- [Directive] Reproduce the records. Keep every word exact and include no images.

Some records
>>

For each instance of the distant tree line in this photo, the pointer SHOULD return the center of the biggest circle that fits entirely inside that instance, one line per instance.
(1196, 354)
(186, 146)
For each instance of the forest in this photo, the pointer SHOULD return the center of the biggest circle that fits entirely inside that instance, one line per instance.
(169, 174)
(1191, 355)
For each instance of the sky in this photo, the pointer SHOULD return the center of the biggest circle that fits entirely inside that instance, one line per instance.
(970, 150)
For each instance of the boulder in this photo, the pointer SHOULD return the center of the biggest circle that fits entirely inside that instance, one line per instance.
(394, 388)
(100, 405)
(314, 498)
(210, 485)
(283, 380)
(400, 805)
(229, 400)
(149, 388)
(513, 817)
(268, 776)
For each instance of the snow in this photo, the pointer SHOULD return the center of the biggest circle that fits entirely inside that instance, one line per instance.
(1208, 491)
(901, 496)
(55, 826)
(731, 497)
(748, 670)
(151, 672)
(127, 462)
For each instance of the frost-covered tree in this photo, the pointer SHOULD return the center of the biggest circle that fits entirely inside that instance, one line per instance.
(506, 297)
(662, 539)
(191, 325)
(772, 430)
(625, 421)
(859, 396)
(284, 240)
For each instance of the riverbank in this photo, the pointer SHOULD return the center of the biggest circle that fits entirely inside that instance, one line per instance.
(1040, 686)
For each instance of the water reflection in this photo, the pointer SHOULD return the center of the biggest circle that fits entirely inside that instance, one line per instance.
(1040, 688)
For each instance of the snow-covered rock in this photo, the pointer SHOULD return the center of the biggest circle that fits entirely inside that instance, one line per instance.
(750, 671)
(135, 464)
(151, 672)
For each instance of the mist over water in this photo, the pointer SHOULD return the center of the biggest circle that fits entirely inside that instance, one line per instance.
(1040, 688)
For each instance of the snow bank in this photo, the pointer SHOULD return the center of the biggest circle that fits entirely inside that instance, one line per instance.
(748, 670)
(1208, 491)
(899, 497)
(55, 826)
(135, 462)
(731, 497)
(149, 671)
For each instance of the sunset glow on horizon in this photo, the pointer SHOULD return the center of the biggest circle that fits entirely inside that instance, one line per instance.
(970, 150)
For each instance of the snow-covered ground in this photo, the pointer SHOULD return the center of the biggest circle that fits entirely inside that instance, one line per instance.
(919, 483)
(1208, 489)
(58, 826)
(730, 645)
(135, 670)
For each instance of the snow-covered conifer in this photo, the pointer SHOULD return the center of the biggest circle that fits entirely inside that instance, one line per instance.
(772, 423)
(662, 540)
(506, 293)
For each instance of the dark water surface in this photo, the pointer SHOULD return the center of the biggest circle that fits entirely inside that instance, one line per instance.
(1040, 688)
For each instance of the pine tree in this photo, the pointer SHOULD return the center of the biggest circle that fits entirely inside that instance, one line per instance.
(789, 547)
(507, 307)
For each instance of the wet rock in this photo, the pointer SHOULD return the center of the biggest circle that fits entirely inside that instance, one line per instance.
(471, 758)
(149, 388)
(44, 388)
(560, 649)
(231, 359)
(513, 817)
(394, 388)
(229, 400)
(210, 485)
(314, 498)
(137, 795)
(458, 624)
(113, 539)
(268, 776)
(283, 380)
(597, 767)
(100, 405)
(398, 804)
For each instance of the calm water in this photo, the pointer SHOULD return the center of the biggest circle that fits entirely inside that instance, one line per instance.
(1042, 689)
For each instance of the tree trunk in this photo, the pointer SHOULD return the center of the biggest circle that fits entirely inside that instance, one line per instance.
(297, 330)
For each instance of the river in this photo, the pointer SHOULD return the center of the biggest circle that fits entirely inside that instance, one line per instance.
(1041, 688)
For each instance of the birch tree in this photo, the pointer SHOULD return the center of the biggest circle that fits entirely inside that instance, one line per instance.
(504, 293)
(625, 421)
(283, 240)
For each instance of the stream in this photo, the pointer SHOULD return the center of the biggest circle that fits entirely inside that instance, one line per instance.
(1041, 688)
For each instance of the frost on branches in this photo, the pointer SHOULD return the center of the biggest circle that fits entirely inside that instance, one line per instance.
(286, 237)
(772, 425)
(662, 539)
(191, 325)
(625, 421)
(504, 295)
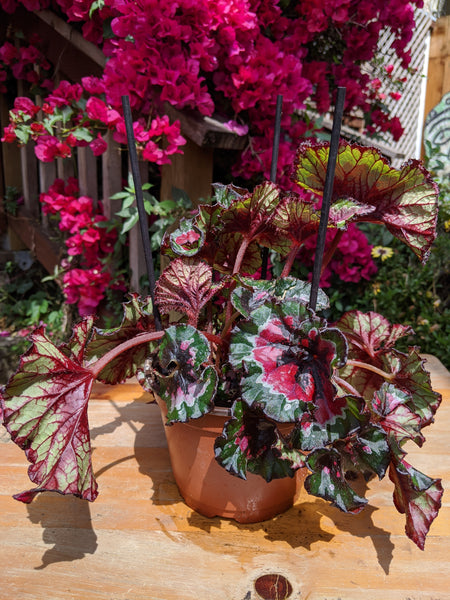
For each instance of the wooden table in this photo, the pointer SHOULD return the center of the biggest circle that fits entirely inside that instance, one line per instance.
(139, 541)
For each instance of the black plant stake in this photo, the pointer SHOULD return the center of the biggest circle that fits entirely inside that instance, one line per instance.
(327, 194)
(140, 205)
(273, 171)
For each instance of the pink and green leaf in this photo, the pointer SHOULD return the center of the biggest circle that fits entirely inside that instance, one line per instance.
(399, 422)
(296, 219)
(250, 442)
(288, 361)
(186, 383)
(410, 376)
(405, 199)
(185, 286)
(251, 215)
(44, 407)
(370, 333)
(417, 496)
(327, 481)
(137, 319)
(308, 434)
(187, 239)
(253, 293)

<<

- [Output for this exercise]
For each instance of the distant tree line in this photo, the pointer SHOULD return the center of the biggest circle that fits entirely inside that instance, one line per instance.
(1196, 354)
(186, 146)
For each instance of the forest in this photo, the pointer SHOULD return the center of the biggest circle that fits entirely inside that instance, one line per instance.
(169, 174)
(1191, 355)
For each instance of the sky in this photo, the pointer SHOULD return the center of the biggest circle that fits entirely inside that instance, one line per instance.
(970, 150)
For each instance of the boulder in this photo, the pointer SHOULD return the center of the biggest circle that fits entirely inside that instance, one line per instance.
(394, 388)
(100, 405)
(314, 498)
(210, 485)
(283, 380)
(400, 805)
(229, 400)
(149, 388)
(513, 817)
(268, 776)
For each instance of the snow in this photo, the pointer SHOULD return the center of the biggest circle that fits entirely inside that instance, one line per instance.
(1208, 491)
(901, 496)
(55, 826)
(731, 497)
(748, 670)
(151, 672)
(127, 462)
For each instance of the frost-covered tree in this photo, the pointer SHOULD return the center of the biggest circle that fits entirely inside that instance, one line per instance.
(506, 297)
(662, 539)
(191, 325)
(772, 430)
(625, 421)
(859, 396)
(284, 240)
For each instance of the riverbank in this photo, the pointer SHOULD return the center of the biggest circle that fits entirely inside that instance, one line per instance.
(1040, 686)
For each instance of the water reflection in this photo, the pointer SHOULD return the center of the biggest circle that fits entirely inside that instance, one line per instance.
(1040, 688)
For each instance of the snow-covered rock in this photo, the pointer SHOULD return the center of the biggest circle that fits entirely inside that instance, one line per instance.
(750, 671)
(135, 464)
(151, 672)
For each instance of the mist over water in this photo, the pointer SHOULD return the center of the biggest circle that fits entirely inside that instance, one line per instance.
(1040, 688)
For each instance of the snow bank in this photo, the pointer SHOULD return the center of the biggest circle that fits entirely inside that instance, one line per instance.
(748, 670)
(1208, 491)
(899, 497)
(55, 826)
(135, 462)
(731, 497)
(149, 671)
For each instance of the sunset glow on horizon in this photo, the pointer SHOULD return the center of the biggest circle that fits entirely inside that instance, one line per instance.
(970, 150)
For each instance of the snow-covered ground in this photo, the pointer SHOULD return the center of the biggest circle that fits entirely inside that instance, one line per instance.
(919, 483)
(1208, 489)
(58, 826)
(730, 645)
(135, 670)
For each instance of the snow-covered conifer in this photo, the pointer SHOULD return the center of the biggest circle that fits entirely inside that instance, one line per instance.
(772, 423)
(662, 540)
(506, 293)
For each instance of the dark water surface in this photo, the pointer SHOULD return the center of the biggest circle that fits entirely inside that instance, one line per instance.
(1040, 688)
For each instance of the pine tree in this photo, the pointer SHOULD return the center of the biggest circle that fits entirely inside that instance, one line per instance.
(789, 547)
(507, 307)
For each instance of the wet rock in this photo, the pointer SHOULD return the center of the biggest circle that fits entirely inside that instance, one line per instance.
(471, 758)
(149, 388)
(44, 388)
(560, 649)
(231, 359)
(513, 817)
(394, 388)
(229, 400)
(210, 485)
(314, 498)
(137, 795)
(458, 624)
(113, 539)
(268, 776)
(283, 380)
(597, 767)
(100, 405)
(398, 804)
For each instance of the calm water in this photo, the pointer SHOULD return the center of the biggest circle that fits entirely inside that instance, one line per instance.
(1042, 689)
For each instance of the tree trunk in this photo, the pointer SHOULD return the center of the biggest circle that fits entirely inside that instance, one line per instance.
(297, 330)
For each instance of the river in this photo, the pointer SHOULD return the center of the biggest circle that fits entirely inside that instance, one line per instance.
(1041, 688)
For each instance of the birch tree in this photo, the pointer SHOULD return the center of the biggest circle that fits entirely inside that instance, one line per instance.
(504, 293)
(625, 421)
(283, 240)
For each instance of the stream in this photo, the pointer SHOULD return the center of the biggest circle that fits entirely inside that instance, one line per instance.
(1041, 688)
For each instance of the frost on branches in this photo, the pointer SHOULD return the center of the biggest circle that fits entirely inside that instance, one line per instance.
(286, 237)
(772, 425)
(662, 539)
(191, 325)
(625, 421)
(504, 295)
For each instance of the wooden table in this photo, the pointer SHOULD return the center of the biggest circle that fits entirely inside that instance, one line per instance.
(139, 541)
For each instance of the black plant stake in this photo, the pointer SHOULD return the center of the biggest circle that fits entirely inside that instance, one line per instance.
(327, 194)
(140, 205)
(273, 171)
For each instance of the pink and green leaf in this photo, the pointer SHOULD return the center of the biggest circle that fits entirely inside that instance, one line per instance.
(399, 422)
(296, 219)
(250, 442)
(288, 361)
(186, 383)
(410, 376)
(405, 199)
(185, 286)
(251, 215)
(44, 407)
(370, 333)
(417, 496)
(327, 481)
(137, 319)
(308, 434)
(187, 239)
(253, 293)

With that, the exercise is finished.